**Records contained in a dataset**.
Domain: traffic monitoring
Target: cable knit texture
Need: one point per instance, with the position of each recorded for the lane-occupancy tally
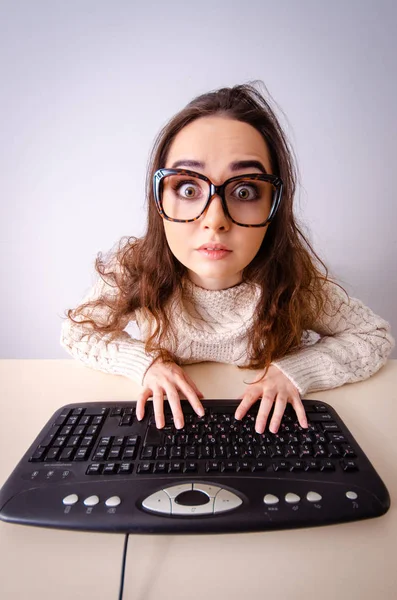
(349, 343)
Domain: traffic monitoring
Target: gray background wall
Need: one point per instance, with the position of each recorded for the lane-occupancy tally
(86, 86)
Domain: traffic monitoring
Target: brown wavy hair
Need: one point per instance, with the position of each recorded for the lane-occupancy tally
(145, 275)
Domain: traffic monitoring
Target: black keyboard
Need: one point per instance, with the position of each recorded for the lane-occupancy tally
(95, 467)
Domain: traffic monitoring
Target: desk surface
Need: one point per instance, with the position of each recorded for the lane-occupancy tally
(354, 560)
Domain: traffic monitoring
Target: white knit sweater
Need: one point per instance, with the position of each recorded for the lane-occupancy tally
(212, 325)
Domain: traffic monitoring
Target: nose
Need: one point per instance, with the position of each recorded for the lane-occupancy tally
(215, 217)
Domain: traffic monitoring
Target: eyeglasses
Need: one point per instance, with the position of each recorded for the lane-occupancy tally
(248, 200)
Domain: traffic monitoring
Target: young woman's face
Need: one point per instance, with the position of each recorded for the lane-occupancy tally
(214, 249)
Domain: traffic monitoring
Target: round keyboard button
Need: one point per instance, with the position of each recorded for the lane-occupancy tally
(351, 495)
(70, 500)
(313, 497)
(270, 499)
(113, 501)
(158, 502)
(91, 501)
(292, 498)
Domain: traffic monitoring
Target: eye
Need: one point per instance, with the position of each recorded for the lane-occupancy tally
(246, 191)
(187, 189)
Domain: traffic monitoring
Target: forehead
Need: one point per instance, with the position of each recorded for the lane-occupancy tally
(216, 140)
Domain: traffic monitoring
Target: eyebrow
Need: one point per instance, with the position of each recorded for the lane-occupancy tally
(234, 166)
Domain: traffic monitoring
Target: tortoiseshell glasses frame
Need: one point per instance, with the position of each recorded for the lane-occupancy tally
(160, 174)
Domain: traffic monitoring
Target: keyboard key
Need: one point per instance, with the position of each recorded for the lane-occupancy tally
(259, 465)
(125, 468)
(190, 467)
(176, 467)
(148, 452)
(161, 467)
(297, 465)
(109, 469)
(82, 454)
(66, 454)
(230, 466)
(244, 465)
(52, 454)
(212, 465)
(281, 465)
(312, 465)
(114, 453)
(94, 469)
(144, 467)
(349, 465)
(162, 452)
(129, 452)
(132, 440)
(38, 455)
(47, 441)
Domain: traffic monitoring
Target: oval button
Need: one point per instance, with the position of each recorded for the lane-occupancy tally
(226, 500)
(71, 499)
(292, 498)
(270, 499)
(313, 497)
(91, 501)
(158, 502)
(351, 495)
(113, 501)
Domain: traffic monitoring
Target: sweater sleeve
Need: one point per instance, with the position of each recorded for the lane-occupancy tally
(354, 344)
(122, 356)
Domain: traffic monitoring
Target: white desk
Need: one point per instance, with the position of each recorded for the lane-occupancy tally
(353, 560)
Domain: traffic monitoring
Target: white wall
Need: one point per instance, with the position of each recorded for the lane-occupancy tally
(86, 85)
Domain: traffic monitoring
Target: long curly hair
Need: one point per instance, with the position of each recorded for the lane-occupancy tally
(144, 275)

**What needs to be done**. Starting from the line with "Target: oval button", write out every remaining line of the data above exactly, the final line included, and nothing before it.

**Task response**.
Target: oval button
Need: one point per instance, with the position of each recorded for the lane-occupancy tally
(226, 500)
(71, 499)
(292, 498)
(270, 499)
(313, 497)
(91, 501)
(158, 502)
(351, 495)
(113, 501)
Domain: traffic monitoring
Target: sweater sleeve
Need: one point per instance, with the position of each recorded for the lane-occupancy tally
(354, 344)
(122, 356)
Domain: traffic monitoring
Target: white desk
Need: one point per instance, with the position of each recorded for the lane-occupancy tally
(353, 560)
Domain: traffic monitoring
Target: white wall
Need: one point per instance, with the position of each recorded for the lane-occupancy tally
(86, 85)
Domain: traffic monitoring
Target: long curly hair
Need: one point per instance, with the position of each recorded for the lane-occupancy tally
(144, 275)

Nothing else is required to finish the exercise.